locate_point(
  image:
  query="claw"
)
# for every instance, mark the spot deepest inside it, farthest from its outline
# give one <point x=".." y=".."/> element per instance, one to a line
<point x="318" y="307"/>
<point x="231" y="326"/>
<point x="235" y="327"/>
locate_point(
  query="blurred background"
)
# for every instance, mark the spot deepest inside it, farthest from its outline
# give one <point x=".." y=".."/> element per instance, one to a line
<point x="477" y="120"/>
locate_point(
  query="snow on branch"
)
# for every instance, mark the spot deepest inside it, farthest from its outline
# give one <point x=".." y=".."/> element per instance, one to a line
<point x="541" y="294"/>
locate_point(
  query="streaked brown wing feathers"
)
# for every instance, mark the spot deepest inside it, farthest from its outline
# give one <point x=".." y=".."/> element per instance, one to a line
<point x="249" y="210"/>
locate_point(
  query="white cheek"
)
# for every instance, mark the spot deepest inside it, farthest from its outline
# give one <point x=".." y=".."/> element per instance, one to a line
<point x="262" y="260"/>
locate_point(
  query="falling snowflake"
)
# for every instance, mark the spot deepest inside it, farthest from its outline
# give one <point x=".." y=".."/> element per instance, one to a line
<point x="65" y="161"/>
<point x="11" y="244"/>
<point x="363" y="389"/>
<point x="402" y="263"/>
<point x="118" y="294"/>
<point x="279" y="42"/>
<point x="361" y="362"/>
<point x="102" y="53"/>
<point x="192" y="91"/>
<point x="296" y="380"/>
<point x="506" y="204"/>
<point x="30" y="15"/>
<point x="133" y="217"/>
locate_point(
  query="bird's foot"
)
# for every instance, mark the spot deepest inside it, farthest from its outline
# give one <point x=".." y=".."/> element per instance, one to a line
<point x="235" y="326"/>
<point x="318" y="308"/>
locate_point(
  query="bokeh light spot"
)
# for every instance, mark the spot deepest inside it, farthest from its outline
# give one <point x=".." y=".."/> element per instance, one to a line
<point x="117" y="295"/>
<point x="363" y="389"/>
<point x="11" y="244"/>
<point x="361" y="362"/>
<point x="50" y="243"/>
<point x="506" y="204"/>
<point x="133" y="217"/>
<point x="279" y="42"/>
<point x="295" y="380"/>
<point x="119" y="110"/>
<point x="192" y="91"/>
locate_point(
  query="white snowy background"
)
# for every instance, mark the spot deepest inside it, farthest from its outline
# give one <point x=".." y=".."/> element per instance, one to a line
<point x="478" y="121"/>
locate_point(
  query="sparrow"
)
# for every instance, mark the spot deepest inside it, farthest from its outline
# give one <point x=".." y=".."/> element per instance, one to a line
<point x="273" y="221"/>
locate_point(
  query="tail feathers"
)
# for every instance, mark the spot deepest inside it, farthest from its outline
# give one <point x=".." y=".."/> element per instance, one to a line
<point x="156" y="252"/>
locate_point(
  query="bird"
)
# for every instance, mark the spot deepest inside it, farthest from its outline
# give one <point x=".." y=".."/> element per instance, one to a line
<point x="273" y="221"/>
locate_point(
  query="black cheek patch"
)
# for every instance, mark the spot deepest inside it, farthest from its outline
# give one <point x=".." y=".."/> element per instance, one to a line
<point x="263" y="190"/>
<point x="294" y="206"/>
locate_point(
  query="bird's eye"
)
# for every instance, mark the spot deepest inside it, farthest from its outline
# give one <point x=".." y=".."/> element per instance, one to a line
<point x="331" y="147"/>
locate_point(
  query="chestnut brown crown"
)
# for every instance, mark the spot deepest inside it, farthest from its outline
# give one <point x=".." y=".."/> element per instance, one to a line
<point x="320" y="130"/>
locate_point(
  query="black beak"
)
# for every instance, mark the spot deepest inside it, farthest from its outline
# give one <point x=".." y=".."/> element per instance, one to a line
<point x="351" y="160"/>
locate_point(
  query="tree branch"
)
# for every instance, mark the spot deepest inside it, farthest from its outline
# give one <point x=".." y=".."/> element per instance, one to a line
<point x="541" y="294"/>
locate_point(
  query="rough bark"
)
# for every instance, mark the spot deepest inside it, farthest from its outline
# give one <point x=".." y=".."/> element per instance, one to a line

→ **Problem requirements**
Report each line above containing the string "brown".

→ **Exercise output**
  query="streaked brown wing feathers"
  query="chestnut brown crown"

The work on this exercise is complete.